### What is needed
Write out every entry exactly as it appears.

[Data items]
▬▬▬▬▬▬▬▬▬▬

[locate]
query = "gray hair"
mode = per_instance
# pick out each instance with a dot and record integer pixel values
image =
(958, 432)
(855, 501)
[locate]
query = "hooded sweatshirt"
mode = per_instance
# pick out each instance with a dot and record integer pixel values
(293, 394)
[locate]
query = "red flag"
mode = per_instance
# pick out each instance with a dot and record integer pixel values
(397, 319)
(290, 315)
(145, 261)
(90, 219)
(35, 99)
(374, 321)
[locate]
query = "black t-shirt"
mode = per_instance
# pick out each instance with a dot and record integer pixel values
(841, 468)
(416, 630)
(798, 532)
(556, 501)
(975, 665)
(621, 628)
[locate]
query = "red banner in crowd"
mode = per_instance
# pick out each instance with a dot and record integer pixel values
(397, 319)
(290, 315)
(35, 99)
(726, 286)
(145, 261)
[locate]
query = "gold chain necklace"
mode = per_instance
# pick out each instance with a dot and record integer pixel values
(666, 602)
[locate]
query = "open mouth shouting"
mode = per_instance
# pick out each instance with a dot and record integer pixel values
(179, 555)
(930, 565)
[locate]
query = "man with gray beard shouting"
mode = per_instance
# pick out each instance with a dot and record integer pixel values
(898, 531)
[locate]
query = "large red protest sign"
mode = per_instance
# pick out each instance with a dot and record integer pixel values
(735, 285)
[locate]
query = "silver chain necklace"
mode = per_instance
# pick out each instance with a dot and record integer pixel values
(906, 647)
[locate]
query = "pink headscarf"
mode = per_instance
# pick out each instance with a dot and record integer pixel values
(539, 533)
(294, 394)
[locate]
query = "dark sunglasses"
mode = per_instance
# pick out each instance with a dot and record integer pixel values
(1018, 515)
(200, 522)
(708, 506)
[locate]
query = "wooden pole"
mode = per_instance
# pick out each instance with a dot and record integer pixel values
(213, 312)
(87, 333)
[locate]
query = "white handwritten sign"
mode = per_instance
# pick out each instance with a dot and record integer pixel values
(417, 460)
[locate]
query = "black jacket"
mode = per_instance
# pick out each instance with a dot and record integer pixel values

▬▬▬▬▬▬▬▬▬▬

### Final result
[locate]
query = "gray hair"
mode = per_instance
# pick out each instance with a dot and record integer pixel values
image =
(958, 432)
(855, 501)
[locate]
query = "hooded sweatshirt"
mode = per_instance
# pick out each instance with a dot and record integer pixel values
(293, 394)
[locate]
query = "red flag"
mode = per_instance
# pick out each instance with a dot and record integer pixel values
(397, 319)
(290, 315)
(145, 261)
(90, 219)
(35, 99)
(374, 321)
[locate]
query = "black t-shirt"
mode = per_instance
# pick out each instance with a dot and record integer pixel values
(841, 468)
(416, 630)
(798, 532)
(556, 501)
(975, 665)
(621, 628)
[locate]
query = "red banner in crowd"
mode = per_instance
# pick out each instance with a dot and record integer pixel values
(397, 319)
(290, 315)
(35, 99)
(726, 286)
(145, 261)
[locate]
query = "gold chain necklace"
mode = per_instance
# pick out each instance with a dot and record integer pixel values
(666, 602)
[locate]
query = "open mouth shouting"
mode = per_instance
# pick out each instance with a dot and record integer pixel values
(179, 555)
(930, 565)
[locate]
query = "man with gray beard shouting"
mode = per_instance
# pick out each instance with a dot and record integer pixel values
(898, 531)
[locate]
query = "large red protest sign"
mode = per_instance
# pick out each instance with a dot and record integer pixel values
(735, 285)
[locate]
query = "silver chain necklace"
mode = per_instance
# pick out each instance with a dot and record integer pixel values
(906, 647)
[locate]
query = "pink headscarf"
mode = per_instance
# pick out each instance with a dot and record integer pixel values
(539, 533)
(294, 394)
[locate]
query = "dark sunglasses"
mode = per_instance
# pick out each instance with a dot and record integer pixel values
(1018, 515)
(200, 522)
(708, 506)
[locate]
query = "wooden pole"
mode = per_instance
# pick out each instance with a dot and record integer pixel values
(213, 312)
(87, 333)
[locate]
query = "white handwritten sign"
mode = per_instance
# pick out each instance with a dot and record integer pixel values
(417, 460)
[locate]
query = "black jacket"
mode = per_instance
# pick out each instance with a dot and record integer pixel values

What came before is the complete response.